→ Job
List each line in the records below that contains the word "foot".

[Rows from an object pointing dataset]
◆ ◆ ◆
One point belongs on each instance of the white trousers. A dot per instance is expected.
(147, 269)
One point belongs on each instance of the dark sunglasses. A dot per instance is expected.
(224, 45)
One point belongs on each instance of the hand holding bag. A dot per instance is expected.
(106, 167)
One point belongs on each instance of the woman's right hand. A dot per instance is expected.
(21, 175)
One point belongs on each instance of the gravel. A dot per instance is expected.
◆ ◆ ◆
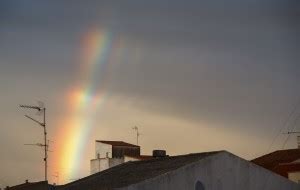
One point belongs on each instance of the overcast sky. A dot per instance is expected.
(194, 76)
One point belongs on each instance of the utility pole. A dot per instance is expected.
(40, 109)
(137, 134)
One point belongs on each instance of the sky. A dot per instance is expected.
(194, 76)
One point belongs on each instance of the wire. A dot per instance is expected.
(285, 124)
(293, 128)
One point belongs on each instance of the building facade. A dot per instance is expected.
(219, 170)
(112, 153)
◆ ◆ ◆
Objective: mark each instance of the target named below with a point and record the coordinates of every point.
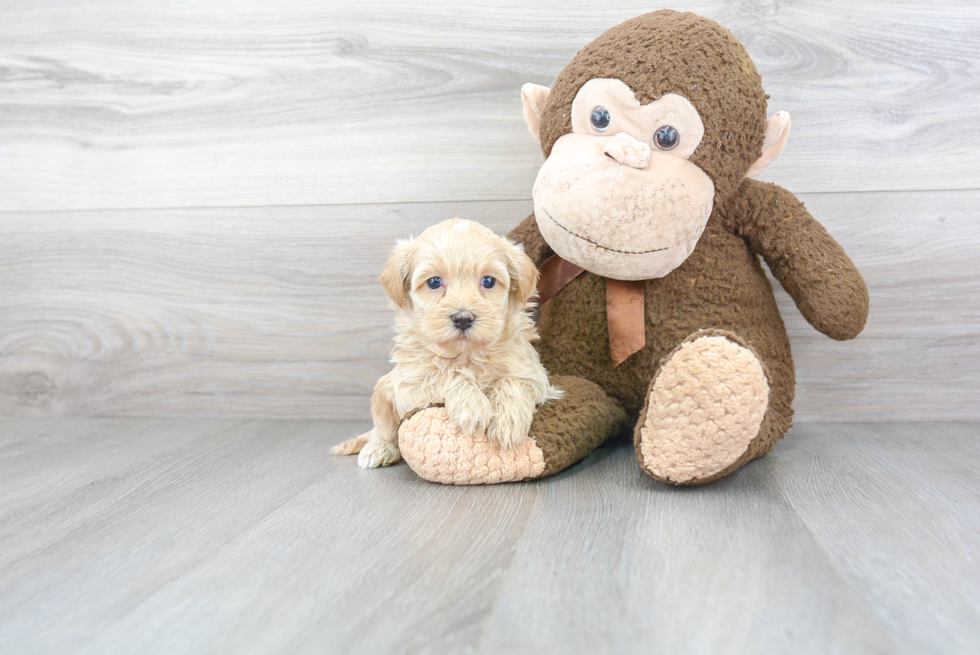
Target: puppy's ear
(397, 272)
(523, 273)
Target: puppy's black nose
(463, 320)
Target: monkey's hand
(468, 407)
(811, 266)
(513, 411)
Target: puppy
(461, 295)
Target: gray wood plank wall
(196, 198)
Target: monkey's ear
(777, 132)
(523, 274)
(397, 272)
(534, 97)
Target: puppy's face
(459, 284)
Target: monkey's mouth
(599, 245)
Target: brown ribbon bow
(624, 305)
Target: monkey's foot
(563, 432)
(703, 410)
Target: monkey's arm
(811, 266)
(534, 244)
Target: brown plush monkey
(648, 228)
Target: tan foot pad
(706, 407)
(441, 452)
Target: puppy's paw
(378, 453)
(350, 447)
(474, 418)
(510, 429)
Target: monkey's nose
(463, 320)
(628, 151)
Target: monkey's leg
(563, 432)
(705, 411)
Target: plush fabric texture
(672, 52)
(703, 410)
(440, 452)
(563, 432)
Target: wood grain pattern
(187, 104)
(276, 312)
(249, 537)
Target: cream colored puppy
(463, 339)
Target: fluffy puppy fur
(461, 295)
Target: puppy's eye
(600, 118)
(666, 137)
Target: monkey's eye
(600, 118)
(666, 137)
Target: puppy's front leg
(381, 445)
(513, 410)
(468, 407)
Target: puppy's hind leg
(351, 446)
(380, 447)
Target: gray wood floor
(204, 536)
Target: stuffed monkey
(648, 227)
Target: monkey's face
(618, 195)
◆ ◆ ◆
→ Correct response
Target: monkey's foot
Target: tan foot pad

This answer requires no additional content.